## What the exercise asks
State only how many lines in the items below contain the string "every", with case counting.

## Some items
* * * *
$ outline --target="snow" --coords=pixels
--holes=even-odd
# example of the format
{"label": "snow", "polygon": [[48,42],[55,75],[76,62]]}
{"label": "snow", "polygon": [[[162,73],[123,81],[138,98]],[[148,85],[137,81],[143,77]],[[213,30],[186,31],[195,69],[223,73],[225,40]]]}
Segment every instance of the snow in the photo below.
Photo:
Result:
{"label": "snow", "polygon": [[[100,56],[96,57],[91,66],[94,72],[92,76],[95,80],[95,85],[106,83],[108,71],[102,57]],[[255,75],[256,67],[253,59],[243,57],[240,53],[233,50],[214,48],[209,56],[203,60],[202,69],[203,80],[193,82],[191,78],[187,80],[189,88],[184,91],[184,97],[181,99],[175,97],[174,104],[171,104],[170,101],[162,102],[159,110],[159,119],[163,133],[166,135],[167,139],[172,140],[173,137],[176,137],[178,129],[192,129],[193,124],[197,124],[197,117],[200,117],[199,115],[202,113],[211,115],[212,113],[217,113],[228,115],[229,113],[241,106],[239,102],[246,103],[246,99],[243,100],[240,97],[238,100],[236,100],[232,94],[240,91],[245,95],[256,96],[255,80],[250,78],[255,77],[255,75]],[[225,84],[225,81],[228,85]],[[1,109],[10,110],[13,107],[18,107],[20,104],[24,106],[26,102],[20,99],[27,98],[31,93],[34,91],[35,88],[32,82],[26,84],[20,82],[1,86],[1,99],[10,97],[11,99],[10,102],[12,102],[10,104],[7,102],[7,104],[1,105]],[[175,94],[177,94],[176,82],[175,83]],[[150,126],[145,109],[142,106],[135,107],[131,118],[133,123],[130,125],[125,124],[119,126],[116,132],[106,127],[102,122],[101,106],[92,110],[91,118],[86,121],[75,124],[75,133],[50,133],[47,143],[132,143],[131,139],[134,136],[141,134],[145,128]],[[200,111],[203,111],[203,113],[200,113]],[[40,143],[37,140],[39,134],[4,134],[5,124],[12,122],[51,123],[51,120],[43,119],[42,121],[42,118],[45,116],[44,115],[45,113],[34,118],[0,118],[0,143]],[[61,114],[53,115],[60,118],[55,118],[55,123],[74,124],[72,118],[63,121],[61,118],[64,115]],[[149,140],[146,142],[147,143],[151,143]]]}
* * * *
## Task answer
1